* [Short problem]: Without including the pictures, copy out every line below.

* [Source records]:

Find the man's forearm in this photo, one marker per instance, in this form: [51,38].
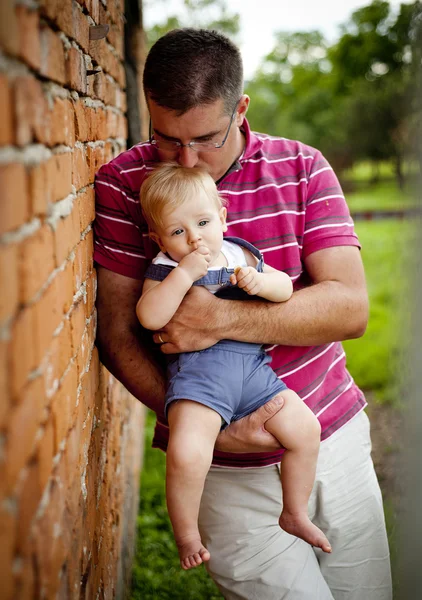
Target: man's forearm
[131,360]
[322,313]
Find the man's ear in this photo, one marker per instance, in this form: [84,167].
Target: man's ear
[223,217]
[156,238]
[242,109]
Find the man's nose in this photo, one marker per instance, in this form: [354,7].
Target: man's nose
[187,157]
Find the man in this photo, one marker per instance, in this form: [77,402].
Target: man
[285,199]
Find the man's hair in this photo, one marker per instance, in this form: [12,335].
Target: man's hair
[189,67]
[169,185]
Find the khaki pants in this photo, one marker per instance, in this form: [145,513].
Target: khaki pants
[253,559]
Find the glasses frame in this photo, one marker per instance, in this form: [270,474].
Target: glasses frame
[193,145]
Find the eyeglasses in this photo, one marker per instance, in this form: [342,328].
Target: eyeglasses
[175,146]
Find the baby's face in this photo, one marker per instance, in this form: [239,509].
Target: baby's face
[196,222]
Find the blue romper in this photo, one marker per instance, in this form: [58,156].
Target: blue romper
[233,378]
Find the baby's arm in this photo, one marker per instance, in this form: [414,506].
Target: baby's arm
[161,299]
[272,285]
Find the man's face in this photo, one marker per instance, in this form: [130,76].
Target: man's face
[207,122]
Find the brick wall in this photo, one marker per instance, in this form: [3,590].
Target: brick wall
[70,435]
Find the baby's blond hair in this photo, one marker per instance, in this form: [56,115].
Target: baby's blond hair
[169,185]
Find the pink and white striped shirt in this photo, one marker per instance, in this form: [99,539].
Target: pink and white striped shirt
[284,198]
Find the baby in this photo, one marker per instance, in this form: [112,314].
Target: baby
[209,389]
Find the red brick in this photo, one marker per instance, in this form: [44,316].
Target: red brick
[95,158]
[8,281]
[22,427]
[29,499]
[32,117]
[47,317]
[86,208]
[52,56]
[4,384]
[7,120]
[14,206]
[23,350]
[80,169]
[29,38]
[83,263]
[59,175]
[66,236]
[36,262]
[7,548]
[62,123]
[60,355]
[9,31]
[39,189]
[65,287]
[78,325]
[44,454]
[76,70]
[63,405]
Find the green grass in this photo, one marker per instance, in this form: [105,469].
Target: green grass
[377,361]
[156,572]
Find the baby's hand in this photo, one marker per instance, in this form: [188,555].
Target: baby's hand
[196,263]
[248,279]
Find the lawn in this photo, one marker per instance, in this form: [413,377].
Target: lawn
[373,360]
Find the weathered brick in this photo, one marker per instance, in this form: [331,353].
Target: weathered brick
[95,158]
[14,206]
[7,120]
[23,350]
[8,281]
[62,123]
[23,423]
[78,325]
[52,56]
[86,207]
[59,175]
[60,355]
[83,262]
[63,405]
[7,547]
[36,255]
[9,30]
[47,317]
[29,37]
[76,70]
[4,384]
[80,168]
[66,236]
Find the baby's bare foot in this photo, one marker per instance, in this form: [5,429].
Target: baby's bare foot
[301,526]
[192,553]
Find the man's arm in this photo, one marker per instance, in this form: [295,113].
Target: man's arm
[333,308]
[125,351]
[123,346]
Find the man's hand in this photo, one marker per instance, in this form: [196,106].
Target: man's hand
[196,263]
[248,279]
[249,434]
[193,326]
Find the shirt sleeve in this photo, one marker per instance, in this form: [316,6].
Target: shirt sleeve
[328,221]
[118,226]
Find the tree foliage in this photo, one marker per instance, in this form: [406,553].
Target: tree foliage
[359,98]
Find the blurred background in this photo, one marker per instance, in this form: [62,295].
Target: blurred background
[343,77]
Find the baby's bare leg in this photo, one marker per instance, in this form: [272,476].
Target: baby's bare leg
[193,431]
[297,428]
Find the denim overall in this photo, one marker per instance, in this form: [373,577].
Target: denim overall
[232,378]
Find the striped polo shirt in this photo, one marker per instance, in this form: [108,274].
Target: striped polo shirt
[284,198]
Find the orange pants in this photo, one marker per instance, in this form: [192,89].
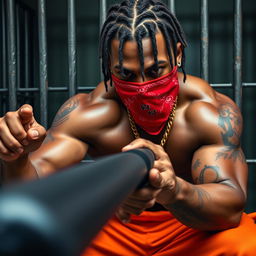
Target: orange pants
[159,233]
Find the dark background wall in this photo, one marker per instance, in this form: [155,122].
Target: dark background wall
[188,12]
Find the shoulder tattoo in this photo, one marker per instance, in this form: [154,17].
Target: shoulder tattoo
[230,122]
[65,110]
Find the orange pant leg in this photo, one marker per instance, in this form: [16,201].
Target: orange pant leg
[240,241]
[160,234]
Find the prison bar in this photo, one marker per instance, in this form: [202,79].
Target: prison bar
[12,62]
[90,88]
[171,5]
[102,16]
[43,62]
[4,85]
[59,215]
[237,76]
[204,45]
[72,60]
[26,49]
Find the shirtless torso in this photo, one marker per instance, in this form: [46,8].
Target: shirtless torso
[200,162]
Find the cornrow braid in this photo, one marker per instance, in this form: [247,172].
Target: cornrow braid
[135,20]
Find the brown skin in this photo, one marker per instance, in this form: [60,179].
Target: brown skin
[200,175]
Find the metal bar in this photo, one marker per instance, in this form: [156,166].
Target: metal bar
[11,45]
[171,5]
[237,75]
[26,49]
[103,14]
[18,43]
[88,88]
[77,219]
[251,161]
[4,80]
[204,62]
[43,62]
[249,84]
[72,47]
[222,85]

* [Problem solution]:
Find the man's forearm in this photo, one marker per instance, in this form: [51,38].
Target: man's forearm
[131,360]
[322,313]
Find the man's ear in this photo, one marker per instance, in this form: [84,167].
Target: man's ear
[223,217]
[156,238]
[242,109]
Find the man's nose in this photo, one marker per instance, in this form: [354,7].
Target: man's nose
[187,157]
Find the man in this photo, one marker per instance, in this form: [77,402].
Target: man
[285,199]
Find the man's hair in this photo, one marker per instance, in this form: [12,335].
Target: man's hair
[189,67]
[169,185]
Find the khaki pants in this photo, one marker per instance, in this form: [145,513].
Target: khaki pants
[253,559]
Find the glasses frame in this photo, one marker per instance, in this form: [270,474].
Target: glasses frame
[193,145]
Find the eyeglasses in this photo, one marker per instance, in this form: [342,328].
Target: eyeglasses
[175,146]
Find the baby's face in this photo, one marker per instance, in this form: [239,509].
Target: baby's face
[196,222]
Find the blue romper in this photo, one marker per instance, in this form: [58,156].
Target: blue romper
[233,378]
Find the baby's arm in this photo, one marker per instance, in this form: [414,506].
Target: baby's arm
[161,299]
[272,285]
Find the man's face in this photo, one marker per instance, in this form: [130,76].
Target: man's face
[207,122]
Find the brick wall in this photo, one marker per instance, in this form: [3,590].
Target: brick wall
[70,435]
Find the baby's blond hair in this photo, one marker per instance, in this form: [56,115].
Target: baby's blond hair
[169,185]
Find the pink and white striped shirt in this photo, one marker per instance, in this form: [99,539].
Target: pink and white striped shirt
[284,198]
Find the baby in this photo, one marker per instance, in this form: [112,314].
Target: baby
[209,389]
Find the red brick in this photo, one marker per instance, in this form: [44,316].
Target: red brick
[95,158]
[8,281]
[22,427]
[29,499]
[32,117]
[47,317]
[86,208]
[52,56]
[4,384]
[7,120]
[14,206]
[23,350]
[80,169]
[29,38]
[83,263]
[59,175]
[66,236]
[36,262]
[7,548]
[62,123]
[60,355]
[9,31]
[39,189]
[65,287]
[78,325]
[44,454]
[76,70]
[63,405]
Find the green grass in this photo, one marker per instance, in this form: [105,469].
Target: green grass
[377,361]
[156,572]
Find the baby's hand in this photo, one marker per instance, in this form: [188,555].
Target: baby's hand
[196,263]
[248,279]
Find the lawn in this photo, one marker per instance, in this form: [413,377].
Target: lawn
[373,360]
Find the weathered brick in this photo, one marker per instance, in this form: [331,353].
Target: weathered brick
[95,158]
[14,206]
[7,120]
[23,350]
[8,281]
[62,123]
[23,423]
[78,325]
[52,56]
[86,207]
[59,175]
[60,355]
[83,262]
[63,405]
[7,547]
[36,255]
[9,30]
[47,317]
[29,37]
[76,70]
[4,384]
[80,168]
[66,236]
Find the baby's bare foot in this photo, one marker per instance, in this form: [5,429].
Target: baby's bare foot
[301,526]
[192,553]
Find the man's arm in this photo, one marker per instance, in this form: [295,113].
Target: man's arm
[333,308]
[125,351]
[123,346]
Find the man's hand in this photo, one marker per instance, in this form: [196,106].
Target: man's hand
[196,263]
[248,279]
[249,434]
[193,326]
Find the shirt sleeve in this photo, one marker per instance, in this form: [316,6].
Target: shirt sleeve
[328,221]
[118,226]
Find the tree foliage in this photo, one marker per instance, in this form: [406,553].
Target: tree foliage
[359,98]
Find the blurred background in this photo, one marker per instance, in this form: [62,295].
Target: blurred background
[343,77]
Find the baby's bare leg in this photo, one marker per instance, in this form: [272,476].
Target: baby's bare leg
[193,431]
[297,428]
Find the denim overall in this photo, one marker per instance, in this form: [373,577].
Target: denim overall
[232,378]
Find the striped polo shirt in this photo, one marker per instance, in this form: [108,274].
Target: striped polo shirt
[284,198]
Find the orange pants in this photo, one marker per instance, in this form: [192,89].
Target: orange pants
[159,233]
Find the dark background wall in this photo, one marker per instance, in this form: [155,122].
Target: dark background wall
[188,12]
Find the shoulder tattoo in this photo, one marker per instance, in this form: [154,17].
Target: shoulder tattoo
[230,122]
[65,110]
Find the orange pant leg in this photo, one marker per instance, in this form: [16,201].
Target: orange pant leg
[240,241]
[160,234]
Find the prison bar in this photo, one marker per instance, in this form: [202,79].
Target: prison bar
[12,62]
[90,88]
[171,5]
[102,16]
[43,62]
[4,85]
[59,215]
[237,76]
[204,45]
[72,60]
[26,49]
Find the shirtless torso in this photo, one marker per instance, in this form: [46,8].
Target: shirtless torso
[200,162]
Find the cornrow braid in this photo, one marker per instance, in this form: [247,172].
Target: cornrow braid
[135,20]
Find the brown skin in this photo, one marker per instance, in this form: [60,179].
Target: brown skin
[200,175]
Find the metal bar in this photo, one marker per instance, in this form: [156,166].
Target: metal bar
[11,45]
[171,5]
[237,75]
[26,49]
[103,14]
[18,43]
[88,88]
[77,219]
[251,161]
[4,80]
[204,62]
[43,62]
[249,84]
[72,47]
[222,85]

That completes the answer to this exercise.